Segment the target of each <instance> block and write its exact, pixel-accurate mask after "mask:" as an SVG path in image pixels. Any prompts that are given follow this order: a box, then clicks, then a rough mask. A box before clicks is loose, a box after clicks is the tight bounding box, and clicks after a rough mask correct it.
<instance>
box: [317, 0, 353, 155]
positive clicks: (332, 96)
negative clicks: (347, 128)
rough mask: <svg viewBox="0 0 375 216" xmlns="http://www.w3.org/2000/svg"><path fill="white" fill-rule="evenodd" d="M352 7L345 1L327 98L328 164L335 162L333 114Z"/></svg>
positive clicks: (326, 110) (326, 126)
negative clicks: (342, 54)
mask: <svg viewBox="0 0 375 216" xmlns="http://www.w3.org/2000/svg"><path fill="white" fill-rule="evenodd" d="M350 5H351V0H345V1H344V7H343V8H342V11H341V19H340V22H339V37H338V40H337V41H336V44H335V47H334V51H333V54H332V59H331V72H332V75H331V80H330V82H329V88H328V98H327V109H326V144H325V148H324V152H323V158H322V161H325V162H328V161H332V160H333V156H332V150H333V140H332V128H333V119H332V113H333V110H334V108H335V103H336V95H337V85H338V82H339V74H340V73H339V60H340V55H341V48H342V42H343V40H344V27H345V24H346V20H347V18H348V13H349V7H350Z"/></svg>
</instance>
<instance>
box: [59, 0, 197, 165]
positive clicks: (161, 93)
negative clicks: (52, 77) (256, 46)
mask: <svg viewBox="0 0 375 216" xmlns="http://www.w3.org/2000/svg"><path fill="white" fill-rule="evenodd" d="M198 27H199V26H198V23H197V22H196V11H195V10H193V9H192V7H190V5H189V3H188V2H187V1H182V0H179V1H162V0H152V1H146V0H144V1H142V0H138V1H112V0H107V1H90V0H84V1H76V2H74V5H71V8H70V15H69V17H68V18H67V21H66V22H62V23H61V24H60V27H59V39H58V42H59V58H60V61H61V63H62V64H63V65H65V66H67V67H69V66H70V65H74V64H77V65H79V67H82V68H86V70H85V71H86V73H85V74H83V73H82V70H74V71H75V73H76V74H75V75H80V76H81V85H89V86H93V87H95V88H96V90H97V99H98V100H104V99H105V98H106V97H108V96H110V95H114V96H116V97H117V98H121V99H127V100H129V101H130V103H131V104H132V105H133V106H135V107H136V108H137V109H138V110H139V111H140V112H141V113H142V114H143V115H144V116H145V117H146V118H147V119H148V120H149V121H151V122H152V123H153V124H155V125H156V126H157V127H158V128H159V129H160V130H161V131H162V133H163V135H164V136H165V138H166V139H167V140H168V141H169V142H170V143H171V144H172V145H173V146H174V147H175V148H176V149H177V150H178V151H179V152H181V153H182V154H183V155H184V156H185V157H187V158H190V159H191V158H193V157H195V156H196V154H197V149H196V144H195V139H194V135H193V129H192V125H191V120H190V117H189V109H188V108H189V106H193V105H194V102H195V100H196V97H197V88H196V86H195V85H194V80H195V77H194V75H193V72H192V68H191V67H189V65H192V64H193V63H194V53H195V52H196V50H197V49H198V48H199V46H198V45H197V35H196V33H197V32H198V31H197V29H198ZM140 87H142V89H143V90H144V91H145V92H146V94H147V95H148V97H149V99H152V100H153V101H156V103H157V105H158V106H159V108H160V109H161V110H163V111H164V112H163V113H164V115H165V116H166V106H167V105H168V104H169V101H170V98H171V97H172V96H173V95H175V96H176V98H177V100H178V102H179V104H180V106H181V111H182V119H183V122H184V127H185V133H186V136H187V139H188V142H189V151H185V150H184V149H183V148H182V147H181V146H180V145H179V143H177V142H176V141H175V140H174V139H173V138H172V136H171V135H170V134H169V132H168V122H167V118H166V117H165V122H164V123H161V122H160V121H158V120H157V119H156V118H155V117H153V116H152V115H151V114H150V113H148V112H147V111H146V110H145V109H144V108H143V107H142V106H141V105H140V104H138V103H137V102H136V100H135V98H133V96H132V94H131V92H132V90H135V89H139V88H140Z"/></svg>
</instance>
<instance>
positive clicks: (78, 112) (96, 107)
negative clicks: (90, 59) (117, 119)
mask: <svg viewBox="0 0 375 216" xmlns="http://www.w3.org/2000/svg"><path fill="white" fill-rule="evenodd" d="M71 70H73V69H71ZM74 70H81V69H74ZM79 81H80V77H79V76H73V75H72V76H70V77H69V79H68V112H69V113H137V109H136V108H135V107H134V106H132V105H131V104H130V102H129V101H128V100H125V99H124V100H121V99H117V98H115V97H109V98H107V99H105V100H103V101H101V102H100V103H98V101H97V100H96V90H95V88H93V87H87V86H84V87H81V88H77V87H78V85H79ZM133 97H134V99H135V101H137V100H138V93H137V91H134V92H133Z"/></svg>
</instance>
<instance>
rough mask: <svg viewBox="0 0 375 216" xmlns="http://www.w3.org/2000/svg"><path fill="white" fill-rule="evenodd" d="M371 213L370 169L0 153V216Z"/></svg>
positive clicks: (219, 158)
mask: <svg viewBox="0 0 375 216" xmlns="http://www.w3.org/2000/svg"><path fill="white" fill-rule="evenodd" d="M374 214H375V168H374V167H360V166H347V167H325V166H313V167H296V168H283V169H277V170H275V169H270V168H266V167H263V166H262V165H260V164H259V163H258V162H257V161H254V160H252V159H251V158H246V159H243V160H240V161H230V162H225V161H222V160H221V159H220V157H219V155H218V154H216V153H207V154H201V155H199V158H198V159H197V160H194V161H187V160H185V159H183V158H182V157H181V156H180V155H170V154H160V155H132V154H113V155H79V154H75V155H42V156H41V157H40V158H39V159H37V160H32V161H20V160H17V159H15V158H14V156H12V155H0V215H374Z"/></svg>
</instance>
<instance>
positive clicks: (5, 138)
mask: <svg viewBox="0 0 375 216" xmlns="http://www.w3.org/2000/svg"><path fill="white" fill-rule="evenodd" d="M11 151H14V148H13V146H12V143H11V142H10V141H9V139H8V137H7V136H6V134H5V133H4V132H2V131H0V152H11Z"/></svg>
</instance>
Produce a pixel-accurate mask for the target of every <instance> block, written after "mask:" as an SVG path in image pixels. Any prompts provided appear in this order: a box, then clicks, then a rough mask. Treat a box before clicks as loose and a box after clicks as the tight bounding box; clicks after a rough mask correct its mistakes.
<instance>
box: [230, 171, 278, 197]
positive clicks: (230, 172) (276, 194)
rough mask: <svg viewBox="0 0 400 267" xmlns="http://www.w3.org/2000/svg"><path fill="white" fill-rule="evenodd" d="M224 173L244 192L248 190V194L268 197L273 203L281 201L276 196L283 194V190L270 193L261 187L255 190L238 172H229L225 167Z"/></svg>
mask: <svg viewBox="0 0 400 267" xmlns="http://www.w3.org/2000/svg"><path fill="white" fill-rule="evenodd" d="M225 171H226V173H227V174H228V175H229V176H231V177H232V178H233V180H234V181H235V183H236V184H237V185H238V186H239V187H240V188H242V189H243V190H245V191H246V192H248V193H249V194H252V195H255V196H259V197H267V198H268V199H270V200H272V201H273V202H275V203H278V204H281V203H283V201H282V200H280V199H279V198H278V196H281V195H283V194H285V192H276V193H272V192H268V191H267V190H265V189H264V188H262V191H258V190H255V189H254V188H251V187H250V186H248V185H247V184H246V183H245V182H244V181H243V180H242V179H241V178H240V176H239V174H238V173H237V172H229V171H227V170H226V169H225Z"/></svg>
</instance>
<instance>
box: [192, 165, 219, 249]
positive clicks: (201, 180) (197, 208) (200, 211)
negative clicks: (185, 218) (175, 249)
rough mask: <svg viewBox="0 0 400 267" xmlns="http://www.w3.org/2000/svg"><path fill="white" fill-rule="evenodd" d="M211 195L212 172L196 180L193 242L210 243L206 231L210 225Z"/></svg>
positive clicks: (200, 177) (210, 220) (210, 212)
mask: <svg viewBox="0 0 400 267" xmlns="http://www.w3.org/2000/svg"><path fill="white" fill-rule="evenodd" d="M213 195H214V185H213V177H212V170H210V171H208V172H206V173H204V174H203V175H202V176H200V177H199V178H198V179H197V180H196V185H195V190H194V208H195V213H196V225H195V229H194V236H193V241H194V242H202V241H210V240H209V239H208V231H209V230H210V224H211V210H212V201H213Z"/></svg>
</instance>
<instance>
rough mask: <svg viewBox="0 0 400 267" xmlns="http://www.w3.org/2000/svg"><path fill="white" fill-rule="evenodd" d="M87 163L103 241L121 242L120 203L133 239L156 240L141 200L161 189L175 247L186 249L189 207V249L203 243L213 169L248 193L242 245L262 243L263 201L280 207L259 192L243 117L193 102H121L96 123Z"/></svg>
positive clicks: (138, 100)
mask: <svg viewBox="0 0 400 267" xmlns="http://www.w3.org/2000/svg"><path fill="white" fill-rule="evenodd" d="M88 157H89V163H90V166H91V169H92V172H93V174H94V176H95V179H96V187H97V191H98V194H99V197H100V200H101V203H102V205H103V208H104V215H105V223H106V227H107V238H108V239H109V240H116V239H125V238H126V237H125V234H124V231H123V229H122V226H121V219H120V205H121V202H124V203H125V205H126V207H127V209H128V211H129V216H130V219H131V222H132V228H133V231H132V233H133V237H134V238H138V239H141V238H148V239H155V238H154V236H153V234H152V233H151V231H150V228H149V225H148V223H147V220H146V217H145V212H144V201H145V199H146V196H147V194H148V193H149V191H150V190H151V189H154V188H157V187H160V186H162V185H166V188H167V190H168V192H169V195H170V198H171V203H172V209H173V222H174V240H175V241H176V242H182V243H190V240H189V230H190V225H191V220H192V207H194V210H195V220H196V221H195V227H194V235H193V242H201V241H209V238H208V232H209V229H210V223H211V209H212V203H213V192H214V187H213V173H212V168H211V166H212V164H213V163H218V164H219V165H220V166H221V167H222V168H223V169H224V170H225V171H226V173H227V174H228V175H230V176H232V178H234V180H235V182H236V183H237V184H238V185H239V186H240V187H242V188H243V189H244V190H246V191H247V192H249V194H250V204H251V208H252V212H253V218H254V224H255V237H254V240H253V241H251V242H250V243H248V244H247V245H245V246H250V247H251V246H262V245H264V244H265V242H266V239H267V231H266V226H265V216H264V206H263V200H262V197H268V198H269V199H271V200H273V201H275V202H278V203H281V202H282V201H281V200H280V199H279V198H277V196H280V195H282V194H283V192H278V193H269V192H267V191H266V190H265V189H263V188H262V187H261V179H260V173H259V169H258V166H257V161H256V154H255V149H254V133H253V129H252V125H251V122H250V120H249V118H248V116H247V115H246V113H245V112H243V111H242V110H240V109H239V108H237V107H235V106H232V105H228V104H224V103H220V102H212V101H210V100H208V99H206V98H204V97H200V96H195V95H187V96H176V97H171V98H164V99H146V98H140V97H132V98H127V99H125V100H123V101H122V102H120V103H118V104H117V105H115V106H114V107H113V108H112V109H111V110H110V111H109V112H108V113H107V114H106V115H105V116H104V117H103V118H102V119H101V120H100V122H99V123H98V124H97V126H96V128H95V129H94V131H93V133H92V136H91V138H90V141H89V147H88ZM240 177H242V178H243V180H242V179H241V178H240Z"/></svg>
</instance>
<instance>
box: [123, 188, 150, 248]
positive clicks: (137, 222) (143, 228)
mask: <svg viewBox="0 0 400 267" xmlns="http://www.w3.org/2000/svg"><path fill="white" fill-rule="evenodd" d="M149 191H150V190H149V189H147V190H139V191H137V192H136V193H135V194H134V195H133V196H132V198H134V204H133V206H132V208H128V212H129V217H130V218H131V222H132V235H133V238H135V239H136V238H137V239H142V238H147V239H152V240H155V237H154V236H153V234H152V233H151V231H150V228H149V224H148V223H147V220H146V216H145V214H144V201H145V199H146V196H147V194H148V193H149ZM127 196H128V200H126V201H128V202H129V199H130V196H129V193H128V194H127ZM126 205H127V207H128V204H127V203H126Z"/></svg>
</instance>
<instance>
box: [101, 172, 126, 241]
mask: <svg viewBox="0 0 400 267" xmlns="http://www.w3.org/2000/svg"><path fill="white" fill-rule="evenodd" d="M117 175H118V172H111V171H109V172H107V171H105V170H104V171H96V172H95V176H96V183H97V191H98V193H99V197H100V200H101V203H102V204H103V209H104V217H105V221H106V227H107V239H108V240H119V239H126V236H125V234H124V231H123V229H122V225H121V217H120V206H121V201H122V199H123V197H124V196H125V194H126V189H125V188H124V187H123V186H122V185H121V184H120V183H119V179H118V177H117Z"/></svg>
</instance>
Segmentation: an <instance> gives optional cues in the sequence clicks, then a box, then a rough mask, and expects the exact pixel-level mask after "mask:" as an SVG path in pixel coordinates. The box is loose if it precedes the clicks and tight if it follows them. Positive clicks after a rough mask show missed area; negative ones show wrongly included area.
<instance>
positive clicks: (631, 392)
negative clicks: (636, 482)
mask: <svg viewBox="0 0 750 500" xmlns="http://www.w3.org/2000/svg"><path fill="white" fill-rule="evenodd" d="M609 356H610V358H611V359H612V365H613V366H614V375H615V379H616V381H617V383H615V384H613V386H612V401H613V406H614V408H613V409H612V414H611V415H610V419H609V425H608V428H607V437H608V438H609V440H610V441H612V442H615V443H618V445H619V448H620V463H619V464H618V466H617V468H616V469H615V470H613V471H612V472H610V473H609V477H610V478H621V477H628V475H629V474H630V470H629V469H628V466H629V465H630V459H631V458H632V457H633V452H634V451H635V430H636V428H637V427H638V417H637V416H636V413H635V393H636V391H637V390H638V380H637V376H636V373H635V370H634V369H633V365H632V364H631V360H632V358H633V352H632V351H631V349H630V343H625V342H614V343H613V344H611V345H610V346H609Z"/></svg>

* * * * * * * * *

▸ Exercise directions
Above are the entries. Quote exactly the lines from the one bearing "Segmentation: an <instance>" through the one bearing "positive clicks: (631, 392)".

▸ Answer for this exercise
Segmentation: an <instance> gives optional cues in the sequence clicks, then a box, then a rough mask, and expects the exact pixel-level mask after "mask:" as an SVG path in pixel coordinates. The box is loose if it precedes the clicks and tight if it follows them. Positive clicks after a rough mask show missed area; negative ones show wrongly included area.
<instance>
positive clicks: (631, 392)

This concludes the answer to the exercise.